* Work request: Each line from the one holding "If you could pin the lake" through the end of the records should be returned exactly, while pictures are skipped.

─── Data to process ───

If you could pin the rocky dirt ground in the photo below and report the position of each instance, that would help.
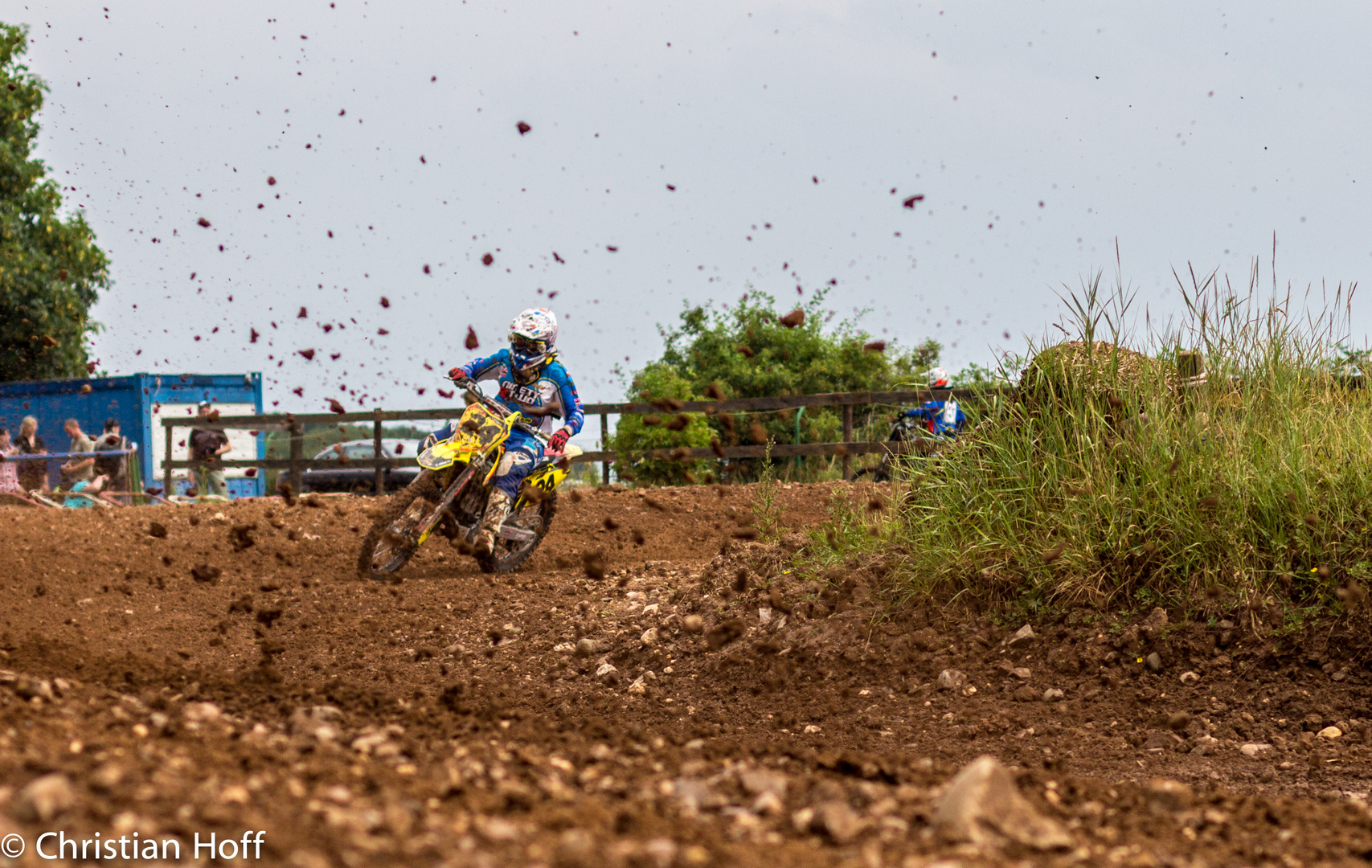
(182, 671)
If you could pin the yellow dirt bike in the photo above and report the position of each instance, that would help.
(449, 495)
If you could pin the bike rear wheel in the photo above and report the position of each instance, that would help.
(529, 516)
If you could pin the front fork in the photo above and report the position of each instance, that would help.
(454, 489)
(436, 516)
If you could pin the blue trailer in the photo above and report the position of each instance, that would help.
(139, 402)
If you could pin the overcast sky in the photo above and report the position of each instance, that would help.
(792, 133)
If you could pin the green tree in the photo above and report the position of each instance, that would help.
(50, 268)
(637, 434)
(755, 350)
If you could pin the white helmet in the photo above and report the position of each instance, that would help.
(533, 338)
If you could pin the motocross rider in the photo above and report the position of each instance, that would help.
(943, 419)
(533, 382)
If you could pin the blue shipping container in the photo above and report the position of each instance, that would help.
(139, 402)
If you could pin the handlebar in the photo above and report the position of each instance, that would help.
(477, 394)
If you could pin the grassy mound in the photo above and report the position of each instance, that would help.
(1117, 479)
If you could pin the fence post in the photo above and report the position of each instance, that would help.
(376, 450)
(605, 446)
(166, 466)
(297, 454)
(848, 438)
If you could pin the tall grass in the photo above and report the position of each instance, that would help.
(1119, 477)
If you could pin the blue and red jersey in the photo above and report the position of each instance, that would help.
(943, 419)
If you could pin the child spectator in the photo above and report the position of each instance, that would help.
(77, 469)
(92, 487)
(33, 475)
(9, 469)
(207, 444)
(114, 466)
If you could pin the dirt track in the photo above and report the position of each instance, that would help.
(457, 720)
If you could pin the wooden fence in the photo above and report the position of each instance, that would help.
(297, 464)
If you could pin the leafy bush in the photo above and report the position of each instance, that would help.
(638, 434)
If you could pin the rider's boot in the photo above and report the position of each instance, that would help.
(497, 506)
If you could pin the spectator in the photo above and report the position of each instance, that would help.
(77, 469)
(92, 487)
(33, 475)
(9, 469)
(207, 446)
(114, 466)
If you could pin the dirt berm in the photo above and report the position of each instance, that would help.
(217, 669)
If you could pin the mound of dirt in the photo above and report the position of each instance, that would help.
(700, 704)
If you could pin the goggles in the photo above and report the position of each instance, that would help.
(529, 346)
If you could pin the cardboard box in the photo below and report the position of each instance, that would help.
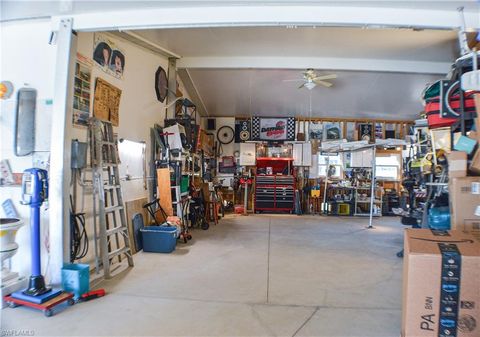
(464, 197)
(475, 163)
(441, 288)
(457, 164)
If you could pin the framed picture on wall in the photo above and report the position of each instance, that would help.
(316, 130)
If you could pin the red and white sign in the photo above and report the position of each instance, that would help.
(273, 128)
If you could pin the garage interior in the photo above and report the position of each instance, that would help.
(240, 179)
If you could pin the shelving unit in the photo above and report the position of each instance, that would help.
(377, 201)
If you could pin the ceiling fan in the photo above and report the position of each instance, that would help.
(310, 79)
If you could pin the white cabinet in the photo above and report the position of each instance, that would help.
(361, 158)
(302, 154)
(247, 154)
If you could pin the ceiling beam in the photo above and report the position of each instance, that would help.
(193, 92)
(353, 64)
(268, 15)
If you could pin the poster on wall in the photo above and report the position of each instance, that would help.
(106, 101)
(273, 129)
(81, 91)
(108, 56)
(333, 131)
(365, 131)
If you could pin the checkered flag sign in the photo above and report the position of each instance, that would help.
(289, 128)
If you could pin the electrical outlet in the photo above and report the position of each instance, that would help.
(41, 160)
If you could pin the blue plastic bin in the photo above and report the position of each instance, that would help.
(76, 278)
(439, 218)
(159, 239)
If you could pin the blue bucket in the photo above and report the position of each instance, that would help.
(76, 278)
(159, 239)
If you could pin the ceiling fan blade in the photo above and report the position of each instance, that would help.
(326, 77)
(326, 84)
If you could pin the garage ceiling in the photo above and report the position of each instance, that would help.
(240, 70)
(262, 92)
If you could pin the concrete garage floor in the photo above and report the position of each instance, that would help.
(262, 275)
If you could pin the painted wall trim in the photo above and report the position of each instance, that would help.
(402, 66)
(310, 15)
(60, 173)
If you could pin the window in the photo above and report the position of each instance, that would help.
(388, 166)
(335, 160)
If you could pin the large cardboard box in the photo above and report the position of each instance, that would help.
(441, 287)
(457, 164)
(464, 196)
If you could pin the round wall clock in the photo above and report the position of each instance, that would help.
(225, 134)
(161, 84)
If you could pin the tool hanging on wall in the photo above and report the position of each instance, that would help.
(111, 238)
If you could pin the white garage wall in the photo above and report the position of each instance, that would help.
(139, 110)
(26, 59)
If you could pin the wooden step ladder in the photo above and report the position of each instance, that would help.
(111, 239)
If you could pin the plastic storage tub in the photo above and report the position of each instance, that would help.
(159, 239)
(439, 218)
(76, 278)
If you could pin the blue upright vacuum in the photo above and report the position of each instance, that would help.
(34, 193)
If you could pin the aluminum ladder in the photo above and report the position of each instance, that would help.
(112, 242)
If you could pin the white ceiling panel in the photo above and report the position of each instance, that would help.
(394, 44)
(230, 92)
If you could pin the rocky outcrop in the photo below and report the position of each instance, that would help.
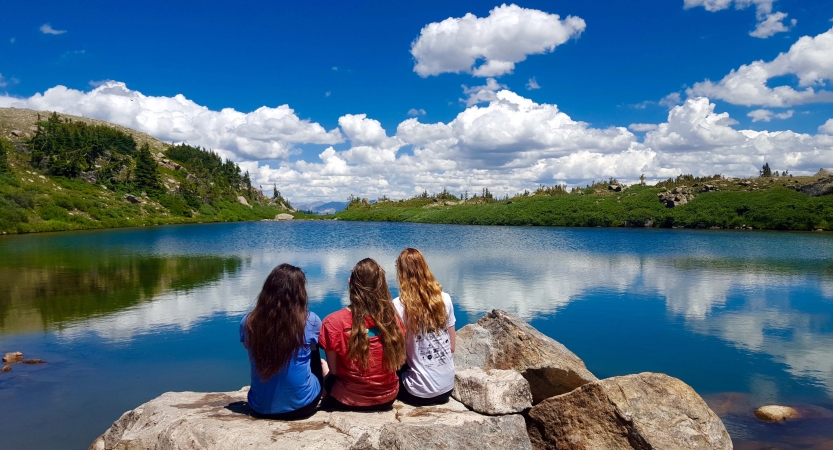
(644, 411)
(492, 392)
(133, 199)
(188, 420)
(678, 196)
(823, 186)
(500, 340)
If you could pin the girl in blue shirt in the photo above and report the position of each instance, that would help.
(281, 336)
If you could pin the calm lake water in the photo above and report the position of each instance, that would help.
(122, 316)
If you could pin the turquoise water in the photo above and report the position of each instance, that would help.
(122, 316)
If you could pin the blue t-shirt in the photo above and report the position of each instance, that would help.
(294, 386)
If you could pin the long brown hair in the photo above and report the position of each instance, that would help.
(276, 325)
(420, 294)
(369, 294)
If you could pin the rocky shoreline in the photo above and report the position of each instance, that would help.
(515, 388)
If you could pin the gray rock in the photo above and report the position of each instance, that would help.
(818, 188)
(775, 413)
(500, 340)
(89, 177)
(132, 198)
(677, 197)
(822, 173)
(492, 391)
(644, 411)
(189, 420)
(13, 357)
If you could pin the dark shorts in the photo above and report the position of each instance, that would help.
(307, 410)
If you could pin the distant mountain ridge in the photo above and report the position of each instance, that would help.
(61, 172)
(322, 207)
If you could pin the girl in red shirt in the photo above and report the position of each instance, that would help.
(364, 343)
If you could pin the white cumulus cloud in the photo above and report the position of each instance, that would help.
(47, 29)
(765, 115)
(641, 127)
(490, 46)
(810, 59)
(508, 144)
(482, 94)
(266, 133)
(769, 23)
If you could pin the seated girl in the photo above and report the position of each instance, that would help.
(364, 344)
(281, 337)
(428, 315)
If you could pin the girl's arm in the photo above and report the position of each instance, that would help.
(332, 361)
(453, 338)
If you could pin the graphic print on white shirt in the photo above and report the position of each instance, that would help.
(433, 349)
(429, 357)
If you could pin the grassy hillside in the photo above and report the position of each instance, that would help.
(760, 203)
(71, 173)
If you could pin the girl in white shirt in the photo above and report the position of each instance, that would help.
(428, 375)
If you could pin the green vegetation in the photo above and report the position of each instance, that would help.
(755, 203)
(73, 175)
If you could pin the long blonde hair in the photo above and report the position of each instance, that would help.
(420, 294)
(369, 294)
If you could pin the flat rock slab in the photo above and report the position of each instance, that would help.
(191, 420)
(500, 340)
(492, 391)
(643, 411)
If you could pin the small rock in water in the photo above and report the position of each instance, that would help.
(13, 357)
(775, 413)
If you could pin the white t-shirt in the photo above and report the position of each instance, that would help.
(429, 356)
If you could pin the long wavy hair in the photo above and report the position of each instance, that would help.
(276, 325)
(369, 294)
(420, 294)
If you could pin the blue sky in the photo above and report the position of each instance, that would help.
(327, 60)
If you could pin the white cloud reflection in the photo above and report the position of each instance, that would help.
(529, 284)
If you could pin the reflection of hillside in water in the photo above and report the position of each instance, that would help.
(49, 291)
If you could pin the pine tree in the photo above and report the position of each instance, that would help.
(147, 173)
(766, 172)
(5, 147)
(247, 182)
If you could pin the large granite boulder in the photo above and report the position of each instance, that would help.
(492, 392)
(191, 420)
(643, 411)
(500, 340)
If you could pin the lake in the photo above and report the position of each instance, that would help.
(121, 316)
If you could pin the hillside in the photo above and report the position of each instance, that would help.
(775, 203)
(70, 173)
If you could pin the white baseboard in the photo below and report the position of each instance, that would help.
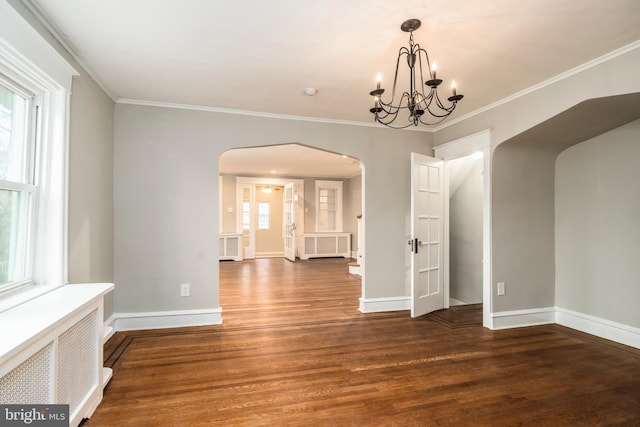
(520, 318)
(375, 305)
(165, 319)
(599, 327)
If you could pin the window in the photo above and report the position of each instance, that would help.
(17, 187)
(329, 206)
(264, 219)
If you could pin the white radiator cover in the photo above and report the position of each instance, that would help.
(231, 246)
(319, 245)
(52, 350)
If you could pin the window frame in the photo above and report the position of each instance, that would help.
(26, 185)
(329, 185)
(31, 61)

───

* Task response:
If you could pin the lake in the photo above and report the position of each instance, that would help.
(121, 316)
If you could pin the hillside in the photo above and report the position of each instance, that would help.
(775, 203)
(70, 173)
If you could pin the white baseboard in the photo below and report the position of each instance, that would help.
(520, 318)
(375, 305)
(165, 319)
(599, 327)
If you could pin the window in the photo above and report the position of each instance, that would help.
(17, 187)
(329, 206)
(264, 219)
If you could pin the white radiator cover in the photo above and report the position of each instance, that would help.
(231, 246)
(319, 245)
(52, 350)
If you could pin the window frame in the photo above and report the position of each instance, that would help.
(26, 185)
(329, 185)
(31, 61)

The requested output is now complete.